§ **Passage provided**:
- - -
Collaborative Computational Project in NMR Crystallography

Lead Research Organisation: Durham University
Department Name: Chemistry

Abstract

Solid-state nuclear magnetic resonance (NMR) is capable of providing extremely detailed insights into the structure and dynamics of a wide range of materials - from organic systems, such as pharmaceutical compounds and supramolecular arrays, to inorganic materials for next-generation batteries and safe storage of nuclear waste. Such information is crucial for harnessing the properties of increasingly complex new materials, and to address major challenges across the physical sciences. However, the true potential of this experimental technique is only realized through combination with advanced computational methods. In particular, first-principles electronic structure predictions of key NMR interactions, such as chemical shifts, allow experimental measurements to be directly linked to structure. In tackling challenging problems, the developing field of NMR crystallography benefits from close interaction with other experimental techniques, typically powder X-ray diffraction, and computational approaches, particularly crystal structure prediction. The Collaborative Computational Project for NMR Crystallography supports this multidisciplinary community of NMR spectroscopists, crystallographers, materials modellers and application scientists, who work both within academia and industry. We develop overarching software tools enabling a largely experimentally focused community to exploit advanced computational techniques.
- - -
§ **Stored data**:
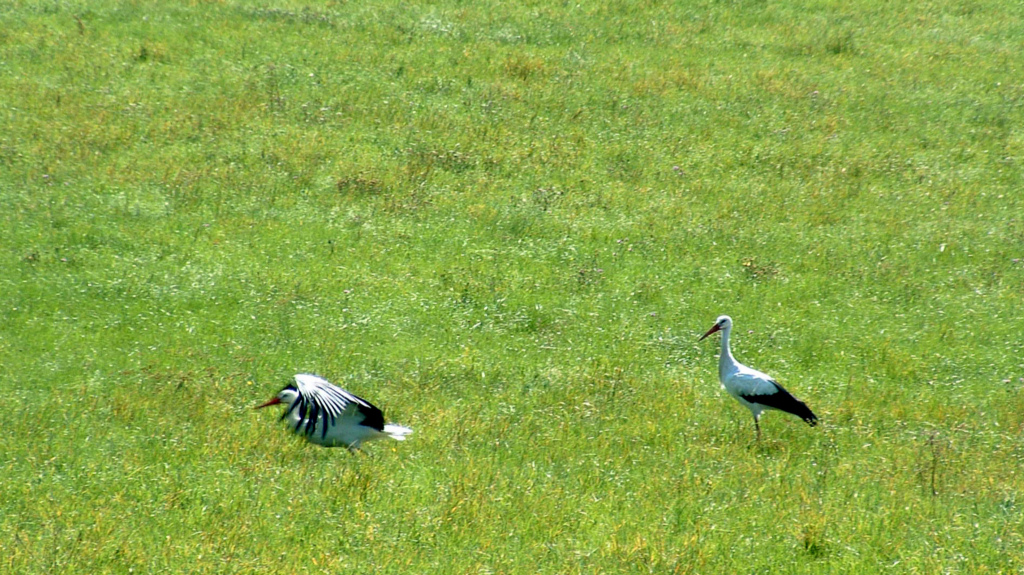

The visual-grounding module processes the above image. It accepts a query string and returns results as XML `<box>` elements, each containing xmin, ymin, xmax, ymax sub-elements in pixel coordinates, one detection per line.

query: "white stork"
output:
<box><xmin>697</xmin><ymin>315</ymin><xmax>818</xmax><ymax>440</ymax></box>
<box><xmin>256</xmin><ymin>373</ymin><xmax>413</xmax><ymax>451</ymax></box>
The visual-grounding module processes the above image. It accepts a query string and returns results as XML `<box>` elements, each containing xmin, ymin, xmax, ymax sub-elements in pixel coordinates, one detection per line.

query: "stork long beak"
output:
<box><xmin>253</xmin><ymin>397</ymin><xmax>281</xmax><ymax>409</ymax></box>
<box><xmin>697</xmin><ymin>323</ymin><xmax>722</xmax><ymax>342</ymax></box>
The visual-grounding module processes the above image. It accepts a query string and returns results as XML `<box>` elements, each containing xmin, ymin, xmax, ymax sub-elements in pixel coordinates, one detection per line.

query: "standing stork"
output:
<box><xmin>256</xmin><ymin>373</ymin><xmax>413</xmax><ymax>451</ymax></box>
<box><xmin>697</xmin><ymin>315</ymin><xmax>818</xmax><ymax>441</ymax></box>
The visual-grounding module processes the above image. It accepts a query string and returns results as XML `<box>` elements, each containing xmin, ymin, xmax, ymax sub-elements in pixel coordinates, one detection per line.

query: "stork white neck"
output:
<box><xmin>718</xmin><ymin>315</ymin><xmax>736</xmax><ymax>379</ymax></box>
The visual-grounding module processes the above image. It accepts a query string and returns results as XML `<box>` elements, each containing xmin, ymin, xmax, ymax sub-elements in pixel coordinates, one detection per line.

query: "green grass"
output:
<box><xmin>0</xmin><ymin>0</ymin><xmax>1024</xmax><ymax>574</ymax></box>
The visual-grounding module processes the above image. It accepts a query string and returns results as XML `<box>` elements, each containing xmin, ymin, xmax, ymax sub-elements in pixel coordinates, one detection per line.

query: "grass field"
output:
<box><xmin>0</xmin><ymin>0</ymin><xmax>1024</xmax><ymax>574</ymax></box>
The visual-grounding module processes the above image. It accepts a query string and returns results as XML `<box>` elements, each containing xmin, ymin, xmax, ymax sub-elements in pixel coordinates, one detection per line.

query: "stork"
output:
<box><xmin>697</xmin><ymin>315</ymin><xmax>818</xmax><ymax>441</ymax></box>
<box><xmin>256</xmin><ymin>373</ymin><xmax>413</xmax><ymax>451</ymax></box>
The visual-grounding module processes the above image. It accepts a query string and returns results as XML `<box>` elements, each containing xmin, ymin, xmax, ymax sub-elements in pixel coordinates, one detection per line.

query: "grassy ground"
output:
<box><xmin>0</xmin><ymin>0</ymin><xmax>1024</xmax><ymax>574</ymax></box>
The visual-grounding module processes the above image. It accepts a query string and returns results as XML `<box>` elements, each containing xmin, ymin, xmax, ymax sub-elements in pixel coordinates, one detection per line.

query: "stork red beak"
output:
<box><xmin>697</xmin><ymin>323</ymin><xmax>722</xmax><ymax>342</ymax></box>
<box><xmin>253</xmin><ymin>397</ymin><xmax>281</xmax><ymax>409</ymax></box>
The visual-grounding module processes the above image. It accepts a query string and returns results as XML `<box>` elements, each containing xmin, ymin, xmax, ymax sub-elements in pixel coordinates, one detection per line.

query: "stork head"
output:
<box><xmin>697</xmin><ymin>315</ymin><xmax>732</xmax><ymax>342</ymax></box>
<box><xmin>256</xmin><ymin>386</ymin><xmax>299</xmax><ymax>409</ymax></box>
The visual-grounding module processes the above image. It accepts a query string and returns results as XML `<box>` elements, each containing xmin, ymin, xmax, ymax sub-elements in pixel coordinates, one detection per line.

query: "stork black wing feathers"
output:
<box><xmin>285</xmin><ymin>375</ymin><xmax>384</xmax><ymax>431</ymax></box>
<box><xmin>739</xmin><ymin>380</ymin><xmax>818</xmax><ymax>427</ymax></box>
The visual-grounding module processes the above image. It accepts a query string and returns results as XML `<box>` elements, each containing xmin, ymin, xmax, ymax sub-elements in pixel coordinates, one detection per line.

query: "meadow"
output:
<box><xmin>0</xmin><ymin>0</ymin><xmax>1024</xmax><ymax>574</ymax></box>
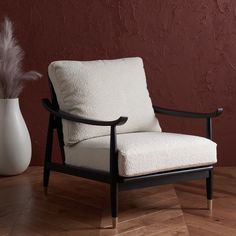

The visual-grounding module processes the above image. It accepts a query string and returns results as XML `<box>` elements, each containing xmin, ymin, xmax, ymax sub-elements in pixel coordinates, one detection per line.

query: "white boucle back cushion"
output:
<box><xmin>48</xmin><ymin>57</ymin><xmax>161</xmax><ymax>145</ymax></box>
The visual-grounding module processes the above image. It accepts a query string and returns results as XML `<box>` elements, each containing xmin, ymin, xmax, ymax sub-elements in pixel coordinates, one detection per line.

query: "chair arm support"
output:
<box><xmin>153</xmin><ymin>106</ymin><xmax>224</xmax><ymax>118</ymax></box>
<box><xmin>42</xmin><ymin>98</ymin><xmax>128</xmax><ymax>126</ymax></box>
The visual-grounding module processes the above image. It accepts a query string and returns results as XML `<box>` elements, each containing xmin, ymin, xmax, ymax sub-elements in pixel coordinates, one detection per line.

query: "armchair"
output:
<box><xmin>42</xmin><ymin>58</ymin><xmax>223</xmax><ymax>227</ymax></box>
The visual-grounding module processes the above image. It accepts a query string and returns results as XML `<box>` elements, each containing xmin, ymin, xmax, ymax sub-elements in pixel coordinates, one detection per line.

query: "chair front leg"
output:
<box><xmin>110</xmin><ymin>182</ymin><xmax>118</xmax><ymax>228</ymax></box>
<box><xmin>206</xmin><ymin>169</ymin><xmax>213</xmax><ymax>211</ymax></box>
<box><xmin>110</xmin><ymin>126</ymin><xmax>118</xmax><ymax>228</ymax></box>
<box><xmin>43</xmin><ymin>115</ymin><xmax>54</xmax><ymax>194</ymax></box>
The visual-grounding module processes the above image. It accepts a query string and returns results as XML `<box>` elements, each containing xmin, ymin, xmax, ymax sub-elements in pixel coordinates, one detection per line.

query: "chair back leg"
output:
<box><xmin>206</xmin><ymin>169</ymin><xmax>213</xmax><ymax>211</ymax></box>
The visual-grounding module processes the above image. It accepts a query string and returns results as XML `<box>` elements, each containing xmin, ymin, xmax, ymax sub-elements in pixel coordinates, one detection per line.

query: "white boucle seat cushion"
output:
<box><xmin>65</xmin><ymin>132</ymin><xmax>217</xmax><ymax>177</ymax></box>
<box><xmin>48</xmin><ymin>57</ymin><xmax>161</xmax><ymax>145</ymax></box>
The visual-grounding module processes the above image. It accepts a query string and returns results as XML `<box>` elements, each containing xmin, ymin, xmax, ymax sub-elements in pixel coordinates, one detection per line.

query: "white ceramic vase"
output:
<box><xmin>0</xmin><ymin>98</ymin><xmax>32</xmax><ymax>176</ymax></box>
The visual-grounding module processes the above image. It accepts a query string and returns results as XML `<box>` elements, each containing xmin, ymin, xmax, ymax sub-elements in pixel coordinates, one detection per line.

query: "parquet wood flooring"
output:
<box><xmin>0</xmin><ymin>167</ymin><xmax>236</xmax><ymax>236</ymax></box>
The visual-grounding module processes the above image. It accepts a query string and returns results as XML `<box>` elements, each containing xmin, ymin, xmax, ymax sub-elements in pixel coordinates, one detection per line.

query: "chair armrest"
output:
<box><xmin>153</xmin><ymin>106</ymin><xmax>224</xmax><ymax>118</ymax></box>
<box><xmin>42</xmin><ymin>98</ymin><xmax>128</xmax><ymax>126</ymax></box>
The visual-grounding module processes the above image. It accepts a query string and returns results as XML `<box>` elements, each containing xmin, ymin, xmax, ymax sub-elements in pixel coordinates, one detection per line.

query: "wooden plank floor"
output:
<box><xmin>0</xmin><ymin>167</ymin><xmax>236</xmax><ymax>236</ymax></box>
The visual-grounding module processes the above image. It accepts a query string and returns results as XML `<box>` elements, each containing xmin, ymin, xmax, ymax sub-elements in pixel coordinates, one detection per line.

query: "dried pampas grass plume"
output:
<box><xmin>0</xmin><ymin>17</ymin><xmax>42</xmax><ymax>98</ymax></box>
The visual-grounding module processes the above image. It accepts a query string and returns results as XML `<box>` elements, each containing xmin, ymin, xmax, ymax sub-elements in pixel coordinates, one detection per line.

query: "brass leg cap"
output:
<box><xmin>112</xmin><ymin>217</ymin><xmax>118</xmax><ymax>229</ymax></box>
<box><xmin>207</xmin><ymin>200</ymin><xmax>213</xmax><ymax>211</ymax></box>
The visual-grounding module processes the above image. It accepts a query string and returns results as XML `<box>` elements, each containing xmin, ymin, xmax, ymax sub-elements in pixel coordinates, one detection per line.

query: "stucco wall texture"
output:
<box><xmin>0</xmin><ymin>0</ymin><xmax>236</xmax><ymax>165</ymax></box>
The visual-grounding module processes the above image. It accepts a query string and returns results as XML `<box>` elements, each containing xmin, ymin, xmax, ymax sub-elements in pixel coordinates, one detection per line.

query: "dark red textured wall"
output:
<box><xmin>0</xmin><ymin>0</ymin><xmax>236</xmax><ymax>165</ymax></box>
- - -
§ **Task item**: Reproduce the full passage describing the NMR crystallography project word for word. Rely solely on the passage about the NMR crystallography project and nothing else in the material.

§ **Your solution**:
Collaborative Computational Project in NMR Crystallography

Lead Research Organisation: Durham University
Department Name: Chemistry

Abstract

Solid-state nuclear magnetic resonance (NMR) is capable of providing extremely detailed insights into the structure and dynamics of a wide range of materials - from organic systems, such as pharmaceutical compounds and supramolecular arrays, to inorganic materials for next-generation batteries and safe storage of nuclear waste. Such information is crucial for harnessing the properties of increasingly complex new materials, and to address major challenges across the physical sciences. However, the true potential of this experimental technique is only realized through combination with advanced computational methods. In particular, first-principles electronic structure predictions of key NMR interactions, such as chemical shifts, allow experimental measurements to be directly linked to structure. In tackling challenging problems, the developing field of NMR crystallography benefits from close interaction with other experimental techniques, typically powder X-ray diffraction, and computational approaches, particularly crystal structure prediction. The Collaborative Computational Project for NMR Crystallography supports this multidisciplinary community of NMR spectroscopists, crystallographers, materials modellers and application scientists, who work both within academia and industry. We develop overarching software tools enabling a largely experimentally focused community to exploit advanced computational techniques.